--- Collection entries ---
····················

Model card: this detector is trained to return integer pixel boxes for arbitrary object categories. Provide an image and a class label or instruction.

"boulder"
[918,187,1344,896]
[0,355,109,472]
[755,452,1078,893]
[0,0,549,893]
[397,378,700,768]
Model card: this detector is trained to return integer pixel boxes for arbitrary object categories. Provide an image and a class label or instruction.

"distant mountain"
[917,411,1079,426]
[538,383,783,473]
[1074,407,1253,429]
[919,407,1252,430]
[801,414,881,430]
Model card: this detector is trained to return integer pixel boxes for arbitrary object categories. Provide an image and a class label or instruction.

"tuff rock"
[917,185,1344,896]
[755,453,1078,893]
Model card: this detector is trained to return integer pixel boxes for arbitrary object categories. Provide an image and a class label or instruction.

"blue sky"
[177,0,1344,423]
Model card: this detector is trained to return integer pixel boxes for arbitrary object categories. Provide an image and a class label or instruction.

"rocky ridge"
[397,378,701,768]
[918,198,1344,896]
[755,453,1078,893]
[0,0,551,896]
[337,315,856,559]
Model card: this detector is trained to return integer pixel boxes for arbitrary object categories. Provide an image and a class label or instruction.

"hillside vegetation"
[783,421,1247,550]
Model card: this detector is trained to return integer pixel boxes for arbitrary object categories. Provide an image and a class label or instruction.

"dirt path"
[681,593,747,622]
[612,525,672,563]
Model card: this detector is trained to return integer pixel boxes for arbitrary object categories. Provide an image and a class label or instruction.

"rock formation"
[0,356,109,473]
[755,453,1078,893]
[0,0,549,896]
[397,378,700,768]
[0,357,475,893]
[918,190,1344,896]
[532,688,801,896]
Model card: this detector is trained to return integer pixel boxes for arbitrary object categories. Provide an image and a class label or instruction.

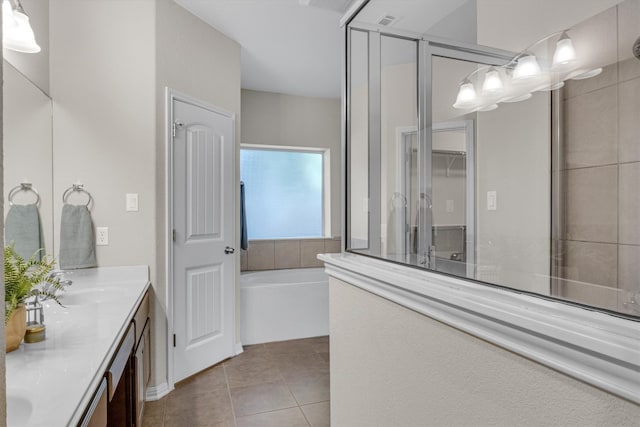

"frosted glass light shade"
[2,0,18,30]
[513,55,540,80]
[553,33,577,67]
[482,67,504,94]
[453,79,478,108]
[2,9,40,53]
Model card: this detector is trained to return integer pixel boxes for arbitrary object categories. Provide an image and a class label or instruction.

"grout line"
[222,363,238,427]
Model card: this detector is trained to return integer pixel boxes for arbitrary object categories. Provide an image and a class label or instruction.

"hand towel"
[59,203,98,270]
[4,204,44,261]
[240,181,249,251]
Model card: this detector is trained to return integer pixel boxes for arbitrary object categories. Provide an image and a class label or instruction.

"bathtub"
[240,268,329,345]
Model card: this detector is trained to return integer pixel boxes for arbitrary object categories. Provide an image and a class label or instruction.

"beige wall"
[0,25,7,426]
[155,0,241,384]
[242,90,342,237]
[50,0,156,268]
[477,0,623,52]
[330,279,640,427]
[476,92,551,295]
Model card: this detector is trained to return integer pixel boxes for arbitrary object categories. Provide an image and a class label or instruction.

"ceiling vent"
[377,13,398,27]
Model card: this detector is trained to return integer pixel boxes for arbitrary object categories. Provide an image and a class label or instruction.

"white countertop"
[6,265,149,427]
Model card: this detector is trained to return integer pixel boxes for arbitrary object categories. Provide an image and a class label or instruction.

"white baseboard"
[145,382,171,402]
[233,342,244,356]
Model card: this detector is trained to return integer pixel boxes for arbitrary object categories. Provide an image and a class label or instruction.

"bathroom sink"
[60,288,121,306]
[7,389,33,426]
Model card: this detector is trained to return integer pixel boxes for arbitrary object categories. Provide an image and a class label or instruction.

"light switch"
[487,191,498,211]
[127,193,138,212]
[447,200,453,213]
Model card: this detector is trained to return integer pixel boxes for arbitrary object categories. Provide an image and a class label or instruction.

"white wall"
[330,279,640,427]
[477,0,623,52]
[50,0,157,270]
[156,0,241,390]
[242,90,342,236]
[476,92,551,295]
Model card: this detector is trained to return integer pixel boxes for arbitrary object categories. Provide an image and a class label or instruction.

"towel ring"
[8,182,40,206]
[62,184,93,207]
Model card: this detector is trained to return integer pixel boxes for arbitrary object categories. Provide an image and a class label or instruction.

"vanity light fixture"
[482,67,504,94]
[513,53,540,81]
[2,0,40,53]
[453,79,477,108]
[2,0,18,33]
[552,31,577,68]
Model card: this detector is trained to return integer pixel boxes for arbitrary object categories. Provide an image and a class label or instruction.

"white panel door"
[173,99,236,381]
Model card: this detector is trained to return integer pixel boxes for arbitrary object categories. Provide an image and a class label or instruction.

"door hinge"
[171,120,184,137]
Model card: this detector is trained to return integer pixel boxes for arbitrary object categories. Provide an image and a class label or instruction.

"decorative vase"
[5,304,27,353]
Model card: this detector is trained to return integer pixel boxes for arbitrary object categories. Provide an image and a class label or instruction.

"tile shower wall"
[240,237,341,271]
[558,1,640,314]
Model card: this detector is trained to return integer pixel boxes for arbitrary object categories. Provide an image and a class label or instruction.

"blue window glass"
[240,148,323,239]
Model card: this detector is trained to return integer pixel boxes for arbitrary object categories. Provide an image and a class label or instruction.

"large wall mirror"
[346,0,640,317]
[3,60,55,256]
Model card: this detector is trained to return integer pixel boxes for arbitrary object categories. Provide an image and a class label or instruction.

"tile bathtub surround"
[143,337,330,427]
[240,237,341,271]
[558,1,640,315]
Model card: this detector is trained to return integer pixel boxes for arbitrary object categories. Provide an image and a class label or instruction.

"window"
[240,146,329,240]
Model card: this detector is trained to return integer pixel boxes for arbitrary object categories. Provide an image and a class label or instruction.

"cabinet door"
[79,379,107,427]
[135,319,151,426]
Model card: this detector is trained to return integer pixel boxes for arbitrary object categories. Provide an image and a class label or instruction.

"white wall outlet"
[487,191,498,211]
[127,193,138,212]
[96,227,109,246]
[447,200,453,213]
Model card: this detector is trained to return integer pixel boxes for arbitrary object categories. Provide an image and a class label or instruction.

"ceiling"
[175,0,351,98]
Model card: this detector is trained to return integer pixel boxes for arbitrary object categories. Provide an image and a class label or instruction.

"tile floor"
[143,336,329,427]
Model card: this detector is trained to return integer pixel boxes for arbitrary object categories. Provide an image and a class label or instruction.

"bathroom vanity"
[6,266,150,426]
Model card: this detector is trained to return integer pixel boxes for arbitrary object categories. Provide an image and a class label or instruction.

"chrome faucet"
[40,270,73,301]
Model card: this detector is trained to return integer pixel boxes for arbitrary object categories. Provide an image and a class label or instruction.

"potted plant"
[4,246,62,352]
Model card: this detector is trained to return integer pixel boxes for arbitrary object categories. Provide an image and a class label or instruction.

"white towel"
[4,204,44,261]
[59,203,98,270]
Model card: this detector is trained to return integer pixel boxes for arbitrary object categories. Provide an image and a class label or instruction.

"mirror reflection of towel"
[59,203,98,270]
[4,204,44,261]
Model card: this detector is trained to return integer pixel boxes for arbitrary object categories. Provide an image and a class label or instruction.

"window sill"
[319,253,640,404]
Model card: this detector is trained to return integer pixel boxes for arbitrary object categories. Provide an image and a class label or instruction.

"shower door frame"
[395,119,476,278]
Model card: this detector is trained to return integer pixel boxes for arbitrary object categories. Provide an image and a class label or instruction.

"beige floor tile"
[300,402,331,427]
[231,384,298,417]
[224,344,271,366]
[143,336,330,427]
[289,374,330,405]
[236,408,309,427]
[142,412,164,427]
[165,387,233,425]
[144,396,167,417]
[225,359,283,388]
[176,364,227,393]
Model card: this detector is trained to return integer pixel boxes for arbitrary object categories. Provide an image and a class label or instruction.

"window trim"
[238,143,331,240]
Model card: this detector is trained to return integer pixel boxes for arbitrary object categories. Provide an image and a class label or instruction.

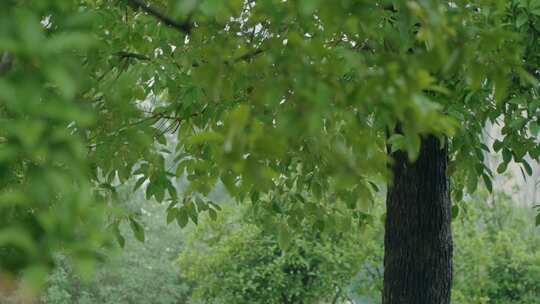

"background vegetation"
[0,192,540,304]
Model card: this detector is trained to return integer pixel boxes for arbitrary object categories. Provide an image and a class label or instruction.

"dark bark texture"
[382,136,453,304]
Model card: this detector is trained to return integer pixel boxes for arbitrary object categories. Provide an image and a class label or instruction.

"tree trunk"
[382,136,453,304]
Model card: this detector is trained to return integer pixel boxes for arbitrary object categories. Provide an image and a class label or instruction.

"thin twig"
[128,0,193,34]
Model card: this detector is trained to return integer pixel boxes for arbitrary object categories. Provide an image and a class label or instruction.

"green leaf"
[167,208,178,224]
[278,223,291,251]
[129,217,144,242]
[451,204,459,220]
[176,207,189,228]
[521,159,532,176]
[482,174,493,193]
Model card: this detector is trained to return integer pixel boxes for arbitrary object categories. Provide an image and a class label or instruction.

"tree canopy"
[0,0,540,288]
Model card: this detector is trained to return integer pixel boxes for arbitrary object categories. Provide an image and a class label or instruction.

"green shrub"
[178,207,368,304]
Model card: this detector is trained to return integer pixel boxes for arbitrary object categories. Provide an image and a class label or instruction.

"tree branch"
[115,51,152,61]
[128,0,193,34]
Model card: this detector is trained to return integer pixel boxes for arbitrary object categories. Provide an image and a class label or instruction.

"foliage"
[453,192,540,304]
[349,190,540,304]
[178,206,367,303]
[0,0,540,292]
[0,0,110,287]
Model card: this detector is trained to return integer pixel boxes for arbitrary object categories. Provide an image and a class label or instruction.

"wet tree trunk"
[382,136,453,304]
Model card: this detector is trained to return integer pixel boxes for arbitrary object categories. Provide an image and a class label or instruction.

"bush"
[178,207,368,304]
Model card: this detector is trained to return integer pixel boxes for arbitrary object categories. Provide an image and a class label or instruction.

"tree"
[0,0,540,303]
[178,205,367,303]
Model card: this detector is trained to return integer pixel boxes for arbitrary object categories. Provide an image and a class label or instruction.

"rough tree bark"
[382,136,453,304]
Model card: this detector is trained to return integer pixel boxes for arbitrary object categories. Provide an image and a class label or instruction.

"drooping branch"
[128,0,193,34]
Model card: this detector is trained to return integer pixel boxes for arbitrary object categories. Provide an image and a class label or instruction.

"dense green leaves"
[0,0,540,290]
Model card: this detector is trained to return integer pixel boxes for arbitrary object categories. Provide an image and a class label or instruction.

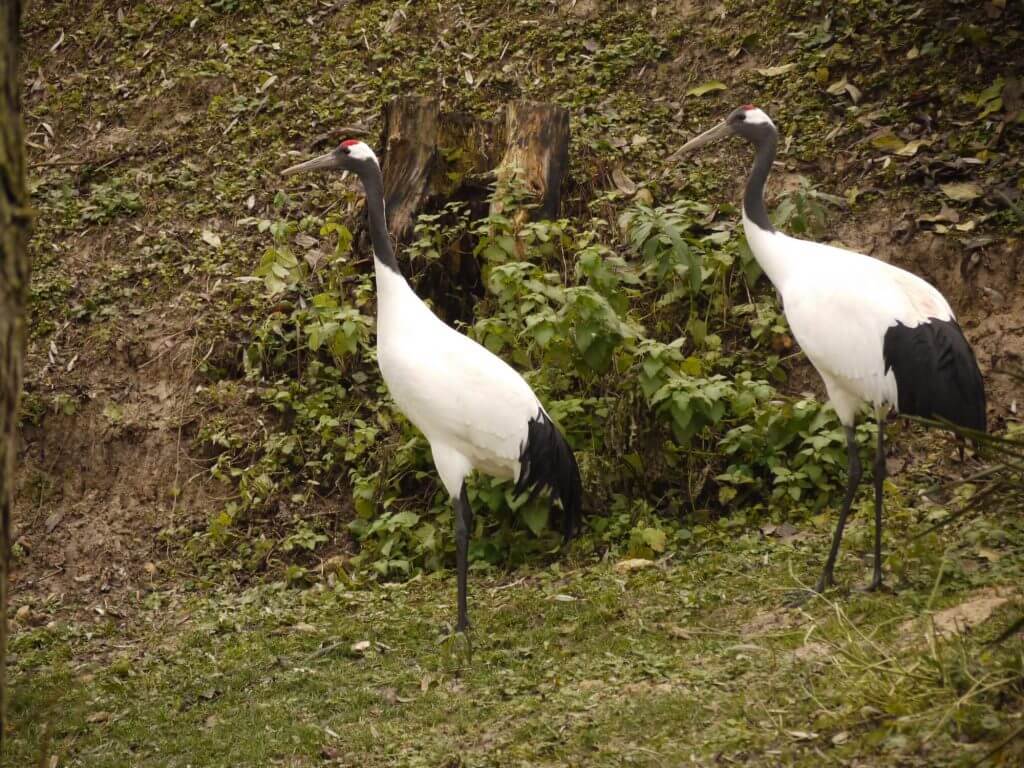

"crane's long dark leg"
[814,427,861,592]
[455,482,473,632]
[867,416,886,592]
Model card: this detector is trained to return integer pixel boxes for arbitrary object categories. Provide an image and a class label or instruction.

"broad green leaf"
[519,503,549,536]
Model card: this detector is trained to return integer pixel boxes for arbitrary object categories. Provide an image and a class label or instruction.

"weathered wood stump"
[381,96,569,319]
[490,101,569,220]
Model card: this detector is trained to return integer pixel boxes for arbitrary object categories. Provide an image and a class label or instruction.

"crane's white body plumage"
[680,104,985,592]
[375,259,543,497]
[743,215,955,425]
[284,139,583,631]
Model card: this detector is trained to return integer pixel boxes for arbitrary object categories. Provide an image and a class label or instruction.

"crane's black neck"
[360,163,401,275]
[743,131,778,232]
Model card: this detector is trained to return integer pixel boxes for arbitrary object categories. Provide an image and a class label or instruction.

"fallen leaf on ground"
[939,181,981,203]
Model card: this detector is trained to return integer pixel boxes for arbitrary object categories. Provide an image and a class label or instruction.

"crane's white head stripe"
[341,138,380,165]
[743,106,775,125]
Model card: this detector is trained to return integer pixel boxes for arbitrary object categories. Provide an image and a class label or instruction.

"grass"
[7,510,1024,768]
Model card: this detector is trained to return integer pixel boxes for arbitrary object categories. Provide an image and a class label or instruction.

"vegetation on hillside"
[12,0,1024,765]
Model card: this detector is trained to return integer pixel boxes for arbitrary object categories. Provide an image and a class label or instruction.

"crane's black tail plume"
[882,317,986,432]
[515,409,583,541]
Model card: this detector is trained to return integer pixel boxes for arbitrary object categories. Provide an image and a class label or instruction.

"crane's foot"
[438,624,473,667]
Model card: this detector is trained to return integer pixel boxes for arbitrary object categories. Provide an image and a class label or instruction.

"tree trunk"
[490,101,569,220]
[0,0,31,754]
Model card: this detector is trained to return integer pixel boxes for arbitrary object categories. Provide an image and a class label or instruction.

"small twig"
[306,640,346,662]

····················

--- Stated problem ---
Duplicate the records above word for word, from their first line through the line containing "[612,525,672,563]", with both ends included.

--- Written solution ---
Model card: this detector is trained to return integer pixel boxes for arbitrary object categories. Provide an image and a class label or instruction.

"boulder"
[918,187,1344,896]
[0,355,109,472]
[755,452,1078,893]
[0,0,549,893]
[397,378,700,768]
Model card: this detector is trained to return integer pixel boxes for arbitrary object categories. Provide an image and a class label or instruction.

"distant mountain"
[917,411,1079,426]
[538,383,783,473]
[1074,407,1253,429]
[919,407,1252,430]
[801,414,881,430]
Model card: this detector is trained to return integer pixel boxes for arbitrary object categories. Provide an image and a class label or instruction.

"tuff rock"
[917,185,1344,896]
[755,453,1078,893]
Model card: this detector is trained to return integer pixel boxes for arbitrary object categories. Provide an image and a class label or instruction.

"blue sky"
[177,0,1344,423]
Model card: this detector is trained to return integer pixel boxes for arbitrary object categories. Provide an image and a class label or instruction.

"rocky ridge"
[397,378,701,768]
[918,198,1344,896]
[755,453,1078,893]
[0,0,551,896]
[337,315,856,559]
Model card: this detector is trained to return integer pixel boxes for arbitrary object categories. Provide an image and a class label or instruction.

"hillside vegetation"
[783,421,1247,550]
Model card: this detector is trained to return integer pixel boxes for arbitrary object categories. Provide an image and a class label or instruction.

"dirt path"
[681,593,747,622]
[612,525,672,563]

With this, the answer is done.